Extract to read:
▶
Posted by 4ngry4merican | Report as abusive

Tax rates are at their lowest since the 1940s and you’re telling me revenue is average? Yeah, right. Supply your evidence an maybe someone will take your statements seriously.

Posted by Ralphooo | Report as abusive

James, are you just a shill for the Heritage Foundation and American Enterprise?

Total tax burden on middle income Americans is now in excess of 50% if you include all taxes: Federal, Social Security, Medicaire, state and local income and/or sales, excise taxes, and esp. real estate taxes. This is no exaggeration. Just add them up one by one.

However, if you make $10million in dividends your Federal tax rate is 15%. No social security tax, and you probably get tax abatements galore for your companies, real estate, etc. Just look at all the states giving corporations and real estate developers tax abatements for just staying in their locales.

Your final statement is so wrong. The fiscal mess in the USA is due to the dwindling tax revenue from corporations and the upper 1%. Of course, waging 2 wars with tax cuts and bailing out Wall Street with no tax increases is doing huge damage.

Simple solution to this mess: 2% Wealth Tax on net worths over $10million (include all persons, companies, trusts, foundations, etc.). Keep this tax until the deficit is gone and the US debt is paid off.

Posted by Acetracy | Report as abusive


Your evidence:

http://www.deptofnumbers.com/blog/2010/0 8/tax-revenue-as-a-fraction-of-gdp/

Tax rates and tax revenues are different animals.
◀
Data to examine:
▶
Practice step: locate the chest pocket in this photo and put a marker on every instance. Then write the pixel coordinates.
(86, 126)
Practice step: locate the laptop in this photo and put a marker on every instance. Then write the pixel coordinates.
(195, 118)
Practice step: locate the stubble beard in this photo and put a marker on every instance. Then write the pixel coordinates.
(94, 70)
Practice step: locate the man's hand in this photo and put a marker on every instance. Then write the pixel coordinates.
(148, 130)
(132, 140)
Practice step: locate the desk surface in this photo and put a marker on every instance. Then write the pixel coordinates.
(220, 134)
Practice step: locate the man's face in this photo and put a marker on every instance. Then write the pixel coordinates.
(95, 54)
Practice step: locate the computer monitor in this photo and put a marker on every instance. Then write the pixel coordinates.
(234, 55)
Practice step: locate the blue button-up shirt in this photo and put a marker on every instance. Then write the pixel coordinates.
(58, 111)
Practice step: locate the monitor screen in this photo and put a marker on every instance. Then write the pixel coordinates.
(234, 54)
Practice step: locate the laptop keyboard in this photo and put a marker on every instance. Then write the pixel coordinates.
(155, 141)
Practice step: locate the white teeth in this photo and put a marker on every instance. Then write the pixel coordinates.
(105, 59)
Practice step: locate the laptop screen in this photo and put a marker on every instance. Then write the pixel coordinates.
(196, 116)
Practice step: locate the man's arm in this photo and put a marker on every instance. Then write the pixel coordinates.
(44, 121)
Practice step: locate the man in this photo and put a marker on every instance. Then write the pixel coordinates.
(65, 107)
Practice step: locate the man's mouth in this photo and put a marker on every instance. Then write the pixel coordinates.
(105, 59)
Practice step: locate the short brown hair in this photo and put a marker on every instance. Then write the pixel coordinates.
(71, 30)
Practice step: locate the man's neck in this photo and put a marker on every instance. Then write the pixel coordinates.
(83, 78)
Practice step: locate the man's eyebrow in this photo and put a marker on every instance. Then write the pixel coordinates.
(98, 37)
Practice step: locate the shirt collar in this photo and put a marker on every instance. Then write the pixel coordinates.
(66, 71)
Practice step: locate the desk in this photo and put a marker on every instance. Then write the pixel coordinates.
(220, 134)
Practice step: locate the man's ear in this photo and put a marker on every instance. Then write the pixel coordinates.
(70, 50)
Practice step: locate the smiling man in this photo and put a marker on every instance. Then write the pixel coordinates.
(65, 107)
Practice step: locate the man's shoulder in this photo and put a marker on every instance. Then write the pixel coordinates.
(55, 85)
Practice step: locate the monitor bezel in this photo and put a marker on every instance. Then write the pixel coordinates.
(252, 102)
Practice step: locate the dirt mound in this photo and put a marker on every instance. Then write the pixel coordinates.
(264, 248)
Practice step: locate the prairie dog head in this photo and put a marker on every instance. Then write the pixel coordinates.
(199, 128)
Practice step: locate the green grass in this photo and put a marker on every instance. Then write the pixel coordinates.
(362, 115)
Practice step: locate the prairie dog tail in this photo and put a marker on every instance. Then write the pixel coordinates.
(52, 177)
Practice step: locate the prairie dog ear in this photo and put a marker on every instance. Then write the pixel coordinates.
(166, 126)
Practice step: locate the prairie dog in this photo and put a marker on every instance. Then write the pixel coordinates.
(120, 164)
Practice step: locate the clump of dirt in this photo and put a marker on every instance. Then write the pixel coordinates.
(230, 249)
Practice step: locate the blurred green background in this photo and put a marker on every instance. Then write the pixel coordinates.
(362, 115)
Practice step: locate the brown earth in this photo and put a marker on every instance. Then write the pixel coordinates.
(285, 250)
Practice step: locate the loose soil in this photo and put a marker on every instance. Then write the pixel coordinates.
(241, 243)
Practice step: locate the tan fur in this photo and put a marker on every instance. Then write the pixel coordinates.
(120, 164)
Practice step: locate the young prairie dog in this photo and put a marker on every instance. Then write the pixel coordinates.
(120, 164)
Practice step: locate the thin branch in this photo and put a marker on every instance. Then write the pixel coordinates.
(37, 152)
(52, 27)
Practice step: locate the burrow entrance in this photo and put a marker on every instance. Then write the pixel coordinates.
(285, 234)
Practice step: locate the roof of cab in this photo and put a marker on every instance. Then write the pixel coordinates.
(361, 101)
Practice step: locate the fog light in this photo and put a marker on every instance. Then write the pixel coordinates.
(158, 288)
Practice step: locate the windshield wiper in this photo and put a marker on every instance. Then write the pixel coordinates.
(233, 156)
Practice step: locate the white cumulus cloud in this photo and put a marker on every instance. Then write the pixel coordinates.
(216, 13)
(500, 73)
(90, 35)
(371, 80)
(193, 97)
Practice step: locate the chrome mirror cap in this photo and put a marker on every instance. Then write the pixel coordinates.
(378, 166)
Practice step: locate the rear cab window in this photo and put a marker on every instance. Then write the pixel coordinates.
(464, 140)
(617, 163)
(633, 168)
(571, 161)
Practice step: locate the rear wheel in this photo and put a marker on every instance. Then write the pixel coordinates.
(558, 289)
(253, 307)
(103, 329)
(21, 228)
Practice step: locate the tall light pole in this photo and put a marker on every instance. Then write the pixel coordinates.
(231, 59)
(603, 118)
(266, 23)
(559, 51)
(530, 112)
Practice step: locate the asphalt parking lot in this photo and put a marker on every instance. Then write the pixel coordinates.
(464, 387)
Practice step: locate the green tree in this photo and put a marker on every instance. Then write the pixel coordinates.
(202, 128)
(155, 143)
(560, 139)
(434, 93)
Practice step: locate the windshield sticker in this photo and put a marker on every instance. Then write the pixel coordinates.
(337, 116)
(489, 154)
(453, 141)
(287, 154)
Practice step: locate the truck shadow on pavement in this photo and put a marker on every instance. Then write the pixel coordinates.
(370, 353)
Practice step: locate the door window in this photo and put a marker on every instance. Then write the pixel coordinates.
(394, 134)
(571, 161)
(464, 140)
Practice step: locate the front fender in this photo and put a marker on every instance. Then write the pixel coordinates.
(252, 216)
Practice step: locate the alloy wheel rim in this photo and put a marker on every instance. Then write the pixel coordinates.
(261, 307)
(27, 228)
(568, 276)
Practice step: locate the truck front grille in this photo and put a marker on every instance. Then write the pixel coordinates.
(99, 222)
◀
Check your understanding:
(a) Answer these from the comment thread:
(i) What federal tax rate does the thread give for someone who makes $10million in dividends?
(ii) What wealth tax rate is proposed, and on net worths over what amount?
(iii) Which two things are called "different animals"?
(b) Write out the stretch of the comment thread from "However, if you" through "doing huge damage.".

Responses in order:
(a)
(i) 15%
(ii) 2%, on net worths over $10million
(iii) Tax rates and tax revenues

(b)
However, if you make $10million in dividends your Federal tax rate is 15%. No social security tax, and you probably get tax abatements galore for your companies, real estate, etc. Just look at all the states giving corporations and real estate developers tax abatements for just staying in their locales.

Your final statement is so wrong. The fiscal mess in the USA is due to the dwindling tax revenue from corporations and the upper 1%. Of course, waging 2 wars with tax cuts and bailing out Wall Street with no tax increases is doing huge damage.